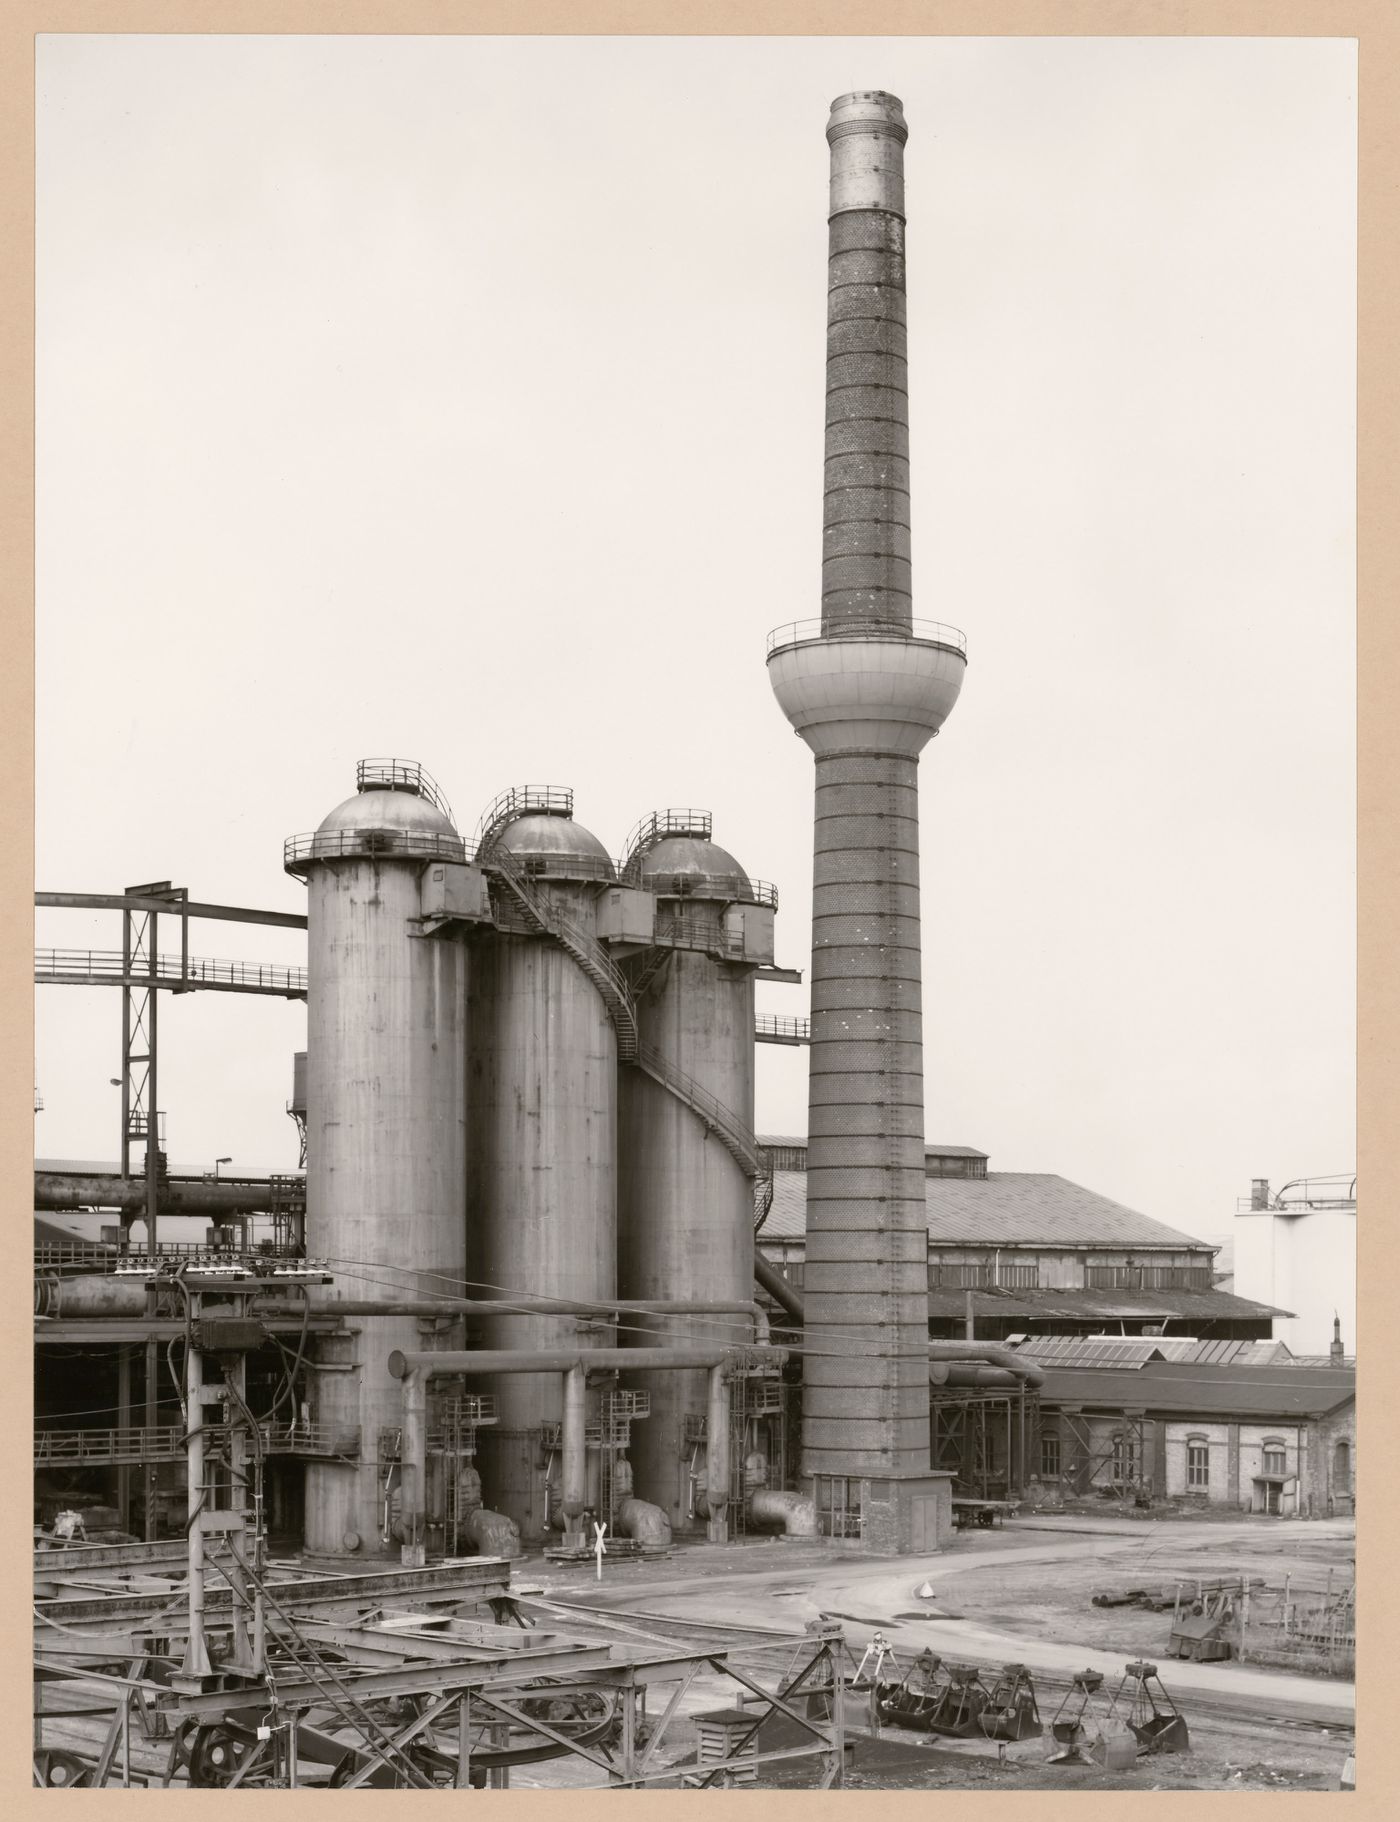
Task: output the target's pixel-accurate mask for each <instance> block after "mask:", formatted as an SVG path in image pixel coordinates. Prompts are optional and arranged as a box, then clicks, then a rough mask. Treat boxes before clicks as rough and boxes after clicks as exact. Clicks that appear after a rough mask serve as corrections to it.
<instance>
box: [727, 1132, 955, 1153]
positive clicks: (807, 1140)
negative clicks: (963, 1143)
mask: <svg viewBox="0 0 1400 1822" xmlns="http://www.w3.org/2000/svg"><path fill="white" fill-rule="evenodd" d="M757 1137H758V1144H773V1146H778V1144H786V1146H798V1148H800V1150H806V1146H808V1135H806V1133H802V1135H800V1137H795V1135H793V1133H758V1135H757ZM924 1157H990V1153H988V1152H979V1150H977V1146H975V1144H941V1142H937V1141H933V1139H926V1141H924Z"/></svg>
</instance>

###

### Exercise
The result is a copy of every line above where the word "instance" shows up.

### Result of this task
Task: output the target's pixel-accurate mask for each <instance> block after "mask:", formatted as an SVG path in image pixel coordinates. Prompts are optional and arranged as a box, then clicks, then a rough mask. Treat boxes before clicks as rough and boxes after clicks as exact. Clicks that appear after a rough mask serve as corrections to it.
<instance>
</instance>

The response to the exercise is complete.